### WRITTEN REQUEST
Revise the article on the U.S. masters hockey team by writing out the stretch from "The quadrennial games, billed" through "they’d played for." again, with "hiatus" changed to "break".

### SELECTED PASSAGE
..............................

When the U.S. masters hockey team, headed for the Maccabiah Games in Israel this summer, gathered at an ice rink in Warminster for the team’s first practices in March, goalie Jon Hodes recalled it took less than 10 minutes before he felt like he knew everyone.
“I think you gotta clarify,” Joshua Petersohn said with a wad of tobacco wedged in the side of his mouth and a dip cup on a conference room table. “That was the best locker room I’ve ever been in.”
Petersohn, a real estate developer, and Hodes, a graphic designer and art director, had joined two other local players at an office in Conshohocken to talk about their experience leading up to the Maccabiah Games in Israel in July.
The quadrennial games, billed as the Jewish Olympics, are bringing hockey back after a 16-year hiatus.
The players all agreed that there was something special about that first team practice. It was the kinship felt among the men, mostly strangers, ages 40 and up, five from the Philadelphia area and the rest from California, Arizona, Florida and Michigan, among other states.
Such bonding among hockey players is not unusual. Hockey has always had a different aura compared to other American sports, partially because of the hassle, expense and physical toll involved. (Practices are almost always held when it’s dark outside, early in the morning or late at night.)
But what distinguished this team’s first gathering was the fact that they were surrounded by all Jews, including one rabbi, when most of them were accustomed to being the only Jew on other hockey teams they’d played for.
“Historically, typically, generally, you’re in a room with Catholics, the one Jew on a team, so it’s strangely comfortable,” Hodes, 40, a resident of West Conshohocken, said as the others nodded in agreement.
“At least around Philadelphia, you had Jewish basketball leagues. We never had that for hockey. You couldn’t get 10 guys together, you couldn’t get a minyan together, let alone a penalty kill,” said the 46-year-old Petersohn, who has played since he was 6 years old and was on a semi-pro team for parts of two seasons.
Peter Levitt, a defensemen who grew up playing in Canada, recalled that as the players were putting on their gloves and pads for their first practice that Friday evening, someone gave their rabbinic teammate, who’s from Arizona, a candle to light and asked him to lead them in Shabbat prayers.
“I’ve had priests give us talks before, I’ve had all sorts of religious direction, never have I had a rabbi in the locker room,” said Petersohn. “I would equate it to that feeling you get in Israel, when you get off the plane and you feel like, ‘I belong.’ ”
“When you say kibitz, people don’t say, ‘What’s that?’ ” said Levitt, 52, who now lives in Bala Cynwyd and works as an executive recruiter.
“Our coach at the time said, ‘Let’s stop the kibitzing, and let’s get back to practice,’ I was like, ‘Are we gonna have Nova sandwiches after this?’ I’m not used to this,” said Petersohn.
Matt Steinberg, a financial adviser and forward on the team, said the players had shared their experiences of facing anti-Semitism when they were growing up.
He attended Cheltenham High School, where there were actually a number of Jews on the team, and said that he and Jewish teammates decided not to put last names on their jerseys to avoid being targeted by opponents.

..............................

### STORED DATA

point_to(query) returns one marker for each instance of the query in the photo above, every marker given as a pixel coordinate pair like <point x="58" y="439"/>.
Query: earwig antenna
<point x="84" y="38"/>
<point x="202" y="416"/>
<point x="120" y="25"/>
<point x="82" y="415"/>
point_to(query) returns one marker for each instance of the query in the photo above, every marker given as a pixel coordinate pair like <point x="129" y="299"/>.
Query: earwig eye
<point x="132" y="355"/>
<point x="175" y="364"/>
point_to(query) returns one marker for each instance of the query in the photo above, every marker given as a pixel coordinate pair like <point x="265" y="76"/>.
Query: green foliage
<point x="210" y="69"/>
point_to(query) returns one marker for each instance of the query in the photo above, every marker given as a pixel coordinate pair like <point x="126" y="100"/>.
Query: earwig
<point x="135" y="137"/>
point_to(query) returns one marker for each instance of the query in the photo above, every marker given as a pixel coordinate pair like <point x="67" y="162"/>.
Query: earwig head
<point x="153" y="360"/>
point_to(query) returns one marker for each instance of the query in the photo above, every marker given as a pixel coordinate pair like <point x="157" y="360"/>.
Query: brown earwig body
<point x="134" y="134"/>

..............................

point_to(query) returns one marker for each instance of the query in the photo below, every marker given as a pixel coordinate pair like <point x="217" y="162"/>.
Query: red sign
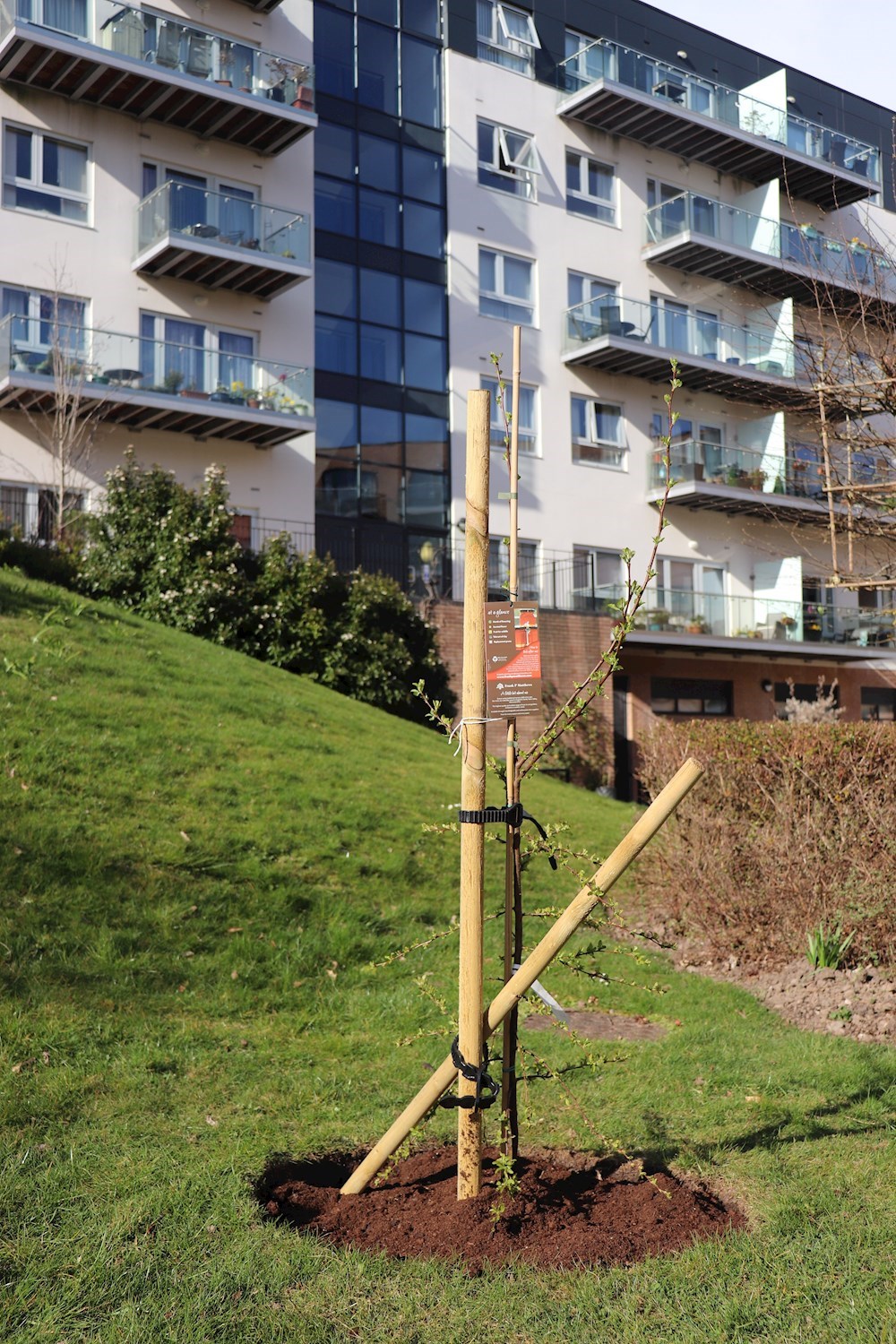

..............................

### WRITTEN RESPONSE
The quadrennial games, billed as the Jewish Olympics, are bringing hockey back after a 16-year break.
The players all agreed that there was something special about that first team practice. It was the kinship felt among the men, mostly strangers, ages 40 and up, five from the Philadelphia area and the rest from California, Arizona, Florida and Michigan, among other states.
Such bonding among hockey players is not unusual. Hockey has always had a different aura compared to other American sports, partially because of the hassle, expense and physical toll involved. (Practices are almost always held when it’s dark outside, early in the morning or late at night.)
But what distinguished this team’s first gathering was the fact that they were surrounded by all Jews, including one rabbi, when most of them were accustomed to being the only Jew on other hockey teams they’d played for.